**Task goal**
From the line containing "Task — put a" to the end of the entries, return every line exactly, both ends included, and add nothing.

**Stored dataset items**
---*---

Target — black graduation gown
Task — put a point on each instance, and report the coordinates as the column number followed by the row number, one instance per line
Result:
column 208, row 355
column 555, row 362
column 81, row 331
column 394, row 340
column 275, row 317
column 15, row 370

---*---

**Written response**
Task — put a point on each instance, and report the coordinates as the column number followed by the row number, one instance per line
Result:
column 208, row 355
column 555, row 362
column 81, row 331
column 394, row 340
column 275, row 317
column 15, row 370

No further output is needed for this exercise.